§ **Given records**
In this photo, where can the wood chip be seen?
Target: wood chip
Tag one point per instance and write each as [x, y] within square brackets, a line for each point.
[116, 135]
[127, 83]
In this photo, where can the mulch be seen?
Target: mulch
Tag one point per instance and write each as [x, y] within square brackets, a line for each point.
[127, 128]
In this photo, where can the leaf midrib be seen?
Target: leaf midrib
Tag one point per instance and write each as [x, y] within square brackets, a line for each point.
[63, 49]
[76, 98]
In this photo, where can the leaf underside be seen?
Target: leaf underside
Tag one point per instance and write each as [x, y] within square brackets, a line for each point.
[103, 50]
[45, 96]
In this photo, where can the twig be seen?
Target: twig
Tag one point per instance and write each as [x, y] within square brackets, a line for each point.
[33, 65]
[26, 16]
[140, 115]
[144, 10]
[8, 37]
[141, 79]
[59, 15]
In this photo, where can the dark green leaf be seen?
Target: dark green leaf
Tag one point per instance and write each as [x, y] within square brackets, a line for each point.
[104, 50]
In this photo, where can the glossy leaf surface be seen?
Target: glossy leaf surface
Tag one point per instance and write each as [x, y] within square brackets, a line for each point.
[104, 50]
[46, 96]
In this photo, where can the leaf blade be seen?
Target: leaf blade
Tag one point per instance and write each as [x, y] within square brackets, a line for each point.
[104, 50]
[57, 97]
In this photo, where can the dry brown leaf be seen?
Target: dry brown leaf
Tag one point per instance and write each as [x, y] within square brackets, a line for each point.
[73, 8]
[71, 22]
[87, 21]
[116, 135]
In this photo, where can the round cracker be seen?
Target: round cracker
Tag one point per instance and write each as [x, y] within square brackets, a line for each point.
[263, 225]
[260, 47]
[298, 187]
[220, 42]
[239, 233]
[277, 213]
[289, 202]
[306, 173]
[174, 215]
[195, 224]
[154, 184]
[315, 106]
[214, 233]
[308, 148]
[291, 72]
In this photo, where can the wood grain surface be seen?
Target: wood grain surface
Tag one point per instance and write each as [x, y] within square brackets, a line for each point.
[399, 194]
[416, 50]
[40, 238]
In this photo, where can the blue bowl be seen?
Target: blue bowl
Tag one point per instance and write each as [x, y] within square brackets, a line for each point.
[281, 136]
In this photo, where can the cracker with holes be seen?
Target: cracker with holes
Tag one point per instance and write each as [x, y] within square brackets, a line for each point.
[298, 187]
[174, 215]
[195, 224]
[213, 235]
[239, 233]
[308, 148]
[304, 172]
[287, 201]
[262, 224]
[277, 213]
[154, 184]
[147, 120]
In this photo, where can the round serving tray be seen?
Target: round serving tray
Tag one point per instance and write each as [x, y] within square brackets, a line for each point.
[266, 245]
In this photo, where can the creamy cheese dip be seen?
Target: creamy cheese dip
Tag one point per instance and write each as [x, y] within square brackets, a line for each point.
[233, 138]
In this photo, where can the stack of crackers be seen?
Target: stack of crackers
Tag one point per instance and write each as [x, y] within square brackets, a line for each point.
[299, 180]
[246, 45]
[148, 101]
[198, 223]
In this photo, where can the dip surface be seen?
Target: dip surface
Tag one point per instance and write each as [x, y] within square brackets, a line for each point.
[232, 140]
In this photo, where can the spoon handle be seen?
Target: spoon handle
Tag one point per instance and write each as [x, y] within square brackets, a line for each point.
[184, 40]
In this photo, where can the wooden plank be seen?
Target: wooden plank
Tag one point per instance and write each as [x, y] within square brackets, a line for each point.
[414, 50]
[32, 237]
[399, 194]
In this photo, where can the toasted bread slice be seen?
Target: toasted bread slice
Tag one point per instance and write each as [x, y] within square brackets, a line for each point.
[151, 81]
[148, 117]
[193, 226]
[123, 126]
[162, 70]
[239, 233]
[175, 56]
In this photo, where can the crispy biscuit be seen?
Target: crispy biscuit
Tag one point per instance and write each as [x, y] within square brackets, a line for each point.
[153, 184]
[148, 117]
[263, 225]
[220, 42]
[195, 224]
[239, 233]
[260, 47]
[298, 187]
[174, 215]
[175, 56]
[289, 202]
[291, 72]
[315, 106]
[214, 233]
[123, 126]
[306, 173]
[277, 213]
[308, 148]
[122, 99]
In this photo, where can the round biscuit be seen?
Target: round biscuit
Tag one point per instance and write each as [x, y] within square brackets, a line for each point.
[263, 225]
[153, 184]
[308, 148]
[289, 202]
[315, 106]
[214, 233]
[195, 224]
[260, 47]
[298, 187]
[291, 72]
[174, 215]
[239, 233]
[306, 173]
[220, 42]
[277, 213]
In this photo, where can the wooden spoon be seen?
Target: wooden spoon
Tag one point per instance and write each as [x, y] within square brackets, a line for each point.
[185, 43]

§ **What you have to do**
Using the records above, count the lines containing "surface". Give no words besides the number.

§ **Completed task**
6